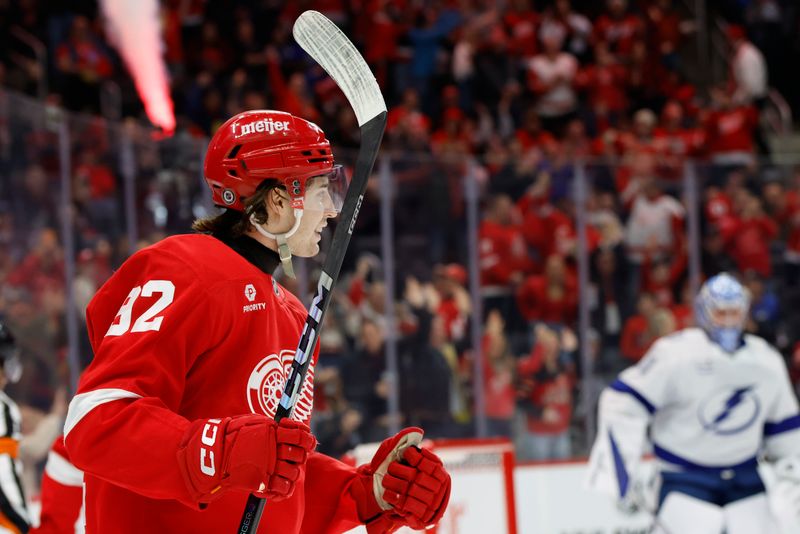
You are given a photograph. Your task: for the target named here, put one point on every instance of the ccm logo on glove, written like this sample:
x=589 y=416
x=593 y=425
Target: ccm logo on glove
x=208 y=439
x=249 y=452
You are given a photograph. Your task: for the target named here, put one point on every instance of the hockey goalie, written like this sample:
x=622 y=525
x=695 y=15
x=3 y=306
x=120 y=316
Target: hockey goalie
x=714 y=403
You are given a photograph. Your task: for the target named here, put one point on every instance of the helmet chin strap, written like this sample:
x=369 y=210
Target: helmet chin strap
x=282 y=239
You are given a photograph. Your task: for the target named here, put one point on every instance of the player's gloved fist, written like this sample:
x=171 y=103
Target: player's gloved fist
x=403 y=485
x=250 y=452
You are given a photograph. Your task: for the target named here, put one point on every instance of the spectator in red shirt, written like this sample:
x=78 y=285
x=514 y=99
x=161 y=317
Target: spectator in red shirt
x=504 y=260
x=451 y=142
x=578 y=27
x=498 y=376
x=784 y=206
x=729 y=131
x=642 y=329
x=675 y=142
x=503 y=255
x=551 y=297
x=663 y=26
x=545 y=394
x=531 y=135
x=751 y=236
x=604 y=81
x=454 y=305
x=551 y=77
x=42 y=269
x=618 y=28
x=290 y=95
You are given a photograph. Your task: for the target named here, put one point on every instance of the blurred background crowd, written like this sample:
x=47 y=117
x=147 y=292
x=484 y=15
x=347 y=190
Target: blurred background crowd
x=618 y=152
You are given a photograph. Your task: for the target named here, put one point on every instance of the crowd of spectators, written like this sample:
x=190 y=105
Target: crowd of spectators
x=522 y=92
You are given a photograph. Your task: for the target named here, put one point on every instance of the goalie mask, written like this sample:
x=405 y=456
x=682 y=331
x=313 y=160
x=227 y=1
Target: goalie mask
x=255 y=146
x=9 y=355
x=721 y=310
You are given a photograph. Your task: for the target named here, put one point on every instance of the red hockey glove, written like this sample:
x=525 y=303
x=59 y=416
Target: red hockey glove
x=402 y=486
x=247 y=452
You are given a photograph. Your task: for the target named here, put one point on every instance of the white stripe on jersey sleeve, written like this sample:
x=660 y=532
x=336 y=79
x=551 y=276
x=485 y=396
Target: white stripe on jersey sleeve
x=84 y=403
x=59 y=469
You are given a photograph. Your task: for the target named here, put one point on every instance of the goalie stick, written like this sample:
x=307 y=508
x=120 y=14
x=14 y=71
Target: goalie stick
x=334 y=52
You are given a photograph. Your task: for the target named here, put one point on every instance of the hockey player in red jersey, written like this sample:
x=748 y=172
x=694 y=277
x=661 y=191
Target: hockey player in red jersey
x=173 y=421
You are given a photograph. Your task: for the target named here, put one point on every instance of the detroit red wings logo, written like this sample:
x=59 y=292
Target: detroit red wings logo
x=265 y=386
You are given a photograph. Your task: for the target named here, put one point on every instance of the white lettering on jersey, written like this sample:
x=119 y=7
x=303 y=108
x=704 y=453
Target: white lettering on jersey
x=208 y=438
x=266 y=382
x=149 y=320
x=261 y=126
x=254 y=307
x=250 y=292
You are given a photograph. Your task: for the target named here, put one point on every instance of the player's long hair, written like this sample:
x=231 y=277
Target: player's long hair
x=233 y=223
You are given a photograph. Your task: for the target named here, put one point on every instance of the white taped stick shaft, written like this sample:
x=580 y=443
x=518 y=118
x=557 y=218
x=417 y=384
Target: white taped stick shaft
x=329 y=47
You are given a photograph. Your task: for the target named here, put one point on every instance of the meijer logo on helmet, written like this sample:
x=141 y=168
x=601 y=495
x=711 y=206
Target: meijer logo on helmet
x=263 y=125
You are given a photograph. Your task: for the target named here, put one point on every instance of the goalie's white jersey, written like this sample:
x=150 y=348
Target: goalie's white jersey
x=707 y=410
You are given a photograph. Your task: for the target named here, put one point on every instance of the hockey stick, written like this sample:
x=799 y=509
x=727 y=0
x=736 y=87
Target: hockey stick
x=334 y=52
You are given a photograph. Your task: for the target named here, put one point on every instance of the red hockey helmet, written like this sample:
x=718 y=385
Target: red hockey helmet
x=258 y=145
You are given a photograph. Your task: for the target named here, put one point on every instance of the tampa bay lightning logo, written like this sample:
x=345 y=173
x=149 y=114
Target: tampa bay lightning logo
x=730 y=410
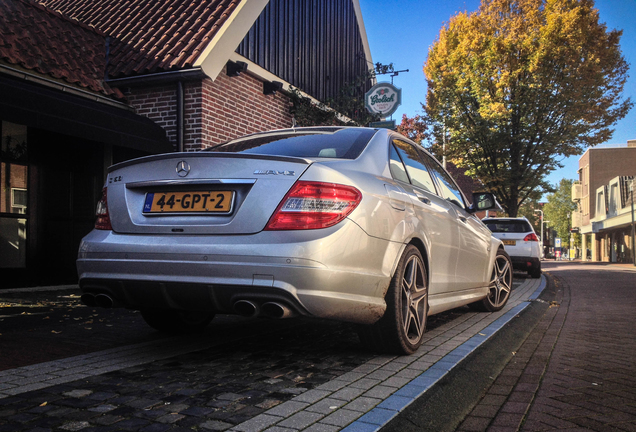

************

**Your goal:** Write every record out again exactly, omitting the pictures they hold.

**Answer area:**
You are given a photograph. Your task: for the target named here, put one point on every instance of the ccm logo on glove, written like this sample:
x=589 y=416
x=593 y=425
Target: ccm logo on glove
x=208 y=439
x=249 y=452
You are given a photograph. Your task: for the target named here, put one point on every instance of the hockey goalie, written like this sample:
x=622 y=525
x=695 y=15
x=3 y=306
x=120 y=316
Target: hockey goalie
x=714 y=403
You are given a photograph. Your task: for the target named here, put one point on every instance of the helmet chin strap, written like this sample:
x=369 y=210
Target: helmet chin strap
x=282 y=239
You are given a photograph. Your task: for the target named here, put one point on every instance of the player's gloved fist, written like this sample:
x=171 y=103
Target: player's gloved fist
x=403 y=485
x=250 y=452
You are given a photograph. Your task: for the target named here, put one point on every instance of the spectator in red shirt, written like this sample:
x=78 y=285
x=514 y=99
x=161 y=317
Target: spectator in red shirt
x=504 y=260
x=451 y=142
x=578 y=27
x=498 y=376
x=784 y=206
x=729 y=131
x=642 y=329
x=675 y=142
x=503 y=255
x=551 y=297
x=663 y=26
x=545 y=394
x=531 y=135
x=751 y=236
x=604 y=81
x=454 y=305
x=551 y=77
x=42 y=269
x=618 y=28
x=290 y=95
You are given a photograph. Your task: for the target named here, put one point on every instance of the blurred background crowd, written like this sample:
x=47 y=117
x=147 y=292
x=484 y=15
x=347 y=190
Target: blurred background crowd
x=618 y=152
You are given a photograph. Your task: for the target named here, put one point on every instance of the crowd of spectators, written like this sample:
x=190 y=105
Target: crowd of spectators
x=522 y=92
You are given a photograph. Your task: for the target named here, put one point on every instance of the goalie mask, written like this sample:
x=405 y=456
x=682 y=331
x=313 y=160
x=227 y=1
Target: goalie mask
x=255 y=146
x=9 y=355
x=721 y=310
You are given a photograph. Your task: for the target named here, put one point on every instance of the red hockey glove, written like this sample:
x=525 y=303
x=59 y=416
Target: red hockey glove
x=402 y=486
x=247 y=452
You are given a photograph. Your task: for the target named here, put one point on every instance of the white stripe on jersey sleeve, written like this sample:
x=660 y=532
x=336 y=79
x=551 y=276
x=485 y=396
Target: white stripe on jersey sleeve
x=84 y=403
x=59 y=469
You are given a photograph. Your task: for the target named here, put one point on every instance of the goalie stick, written like this sample:
x=307 y=508
x=120 y=14
x=14 y=71
Target: goalie stick
x=334 y=52
You are given a photograph. Your task: for the target named here, put one point on every instance of the hockey player in red jersey, written like this sample:
x=748 y=172
x=694 y=277
x=661 y=191
Target: hockey player in red jersey
x=173 y=421
You are given a photograph. Your task: for the target named here, put one point on every instance of the detroit red wings logo, written like this sample:
x=59 y=292
Target: detroit red wings logo
x=265 y=386
You are given a photograph. Your task: for the target named here, put one point on every instance of the white lettering on jersey, written like this sample:
x=119 y=7
x=303 y=108
x=704 y=453
Target: white lettering on jersey
x=208 y=438
x=266 y=382
x=149 y=320
x=261 y=126
x=254 y=307
x=250 y=292
You are given a photograph. Your task: for the target named here, put one point on every instance of the player's long hair, written like this sample:
x=231 y=277
Target: player's long hair
x=233 y=223
You are given a photograph. Your task: for the target named here, put one point on every instance of the white taped stick shaft, written like this sample:
x=580 y=443
x=518 y=118
x=557 y=218
x=417 y=384
Target: white taped stick shaft
x=329 y=47
You are given a photograph. Your task: for the target named here, put one point on every instance of the meijer logo on helmet, written like this sample:
x=141 y=168
x=601 y=495
x=711 y=206
Target: meijer logo on helmet
x=263 y=125
You are given a photograph. Your task: for the target named here, put one point on every instance of the goalie's white jersey, written like this sample:
x=150 y=348
Target: goalie's white jersey
x=707 y=410
You are given a photograph. Your task: for the target named here, put one point on every instance of the hockey stick, written like this sample:
x=799 y=509
x=727 y=0
x=736 y=87
Target: hockey stick
x=334 y=52
You are given a photograph. Your task: for the target named here, put one point on every instance of the red hockey helmet, written like this sample:
x=718 y=385
Target: red hockey helmet
x=258 y=145
You are given a photograph. Your task: for the target named here, put one point on every instance of the tampa bay lightning logo, written like this sample:
x=345 y=173
x=149 y=114
Target: tampa bay lightning logo
x=730 y=410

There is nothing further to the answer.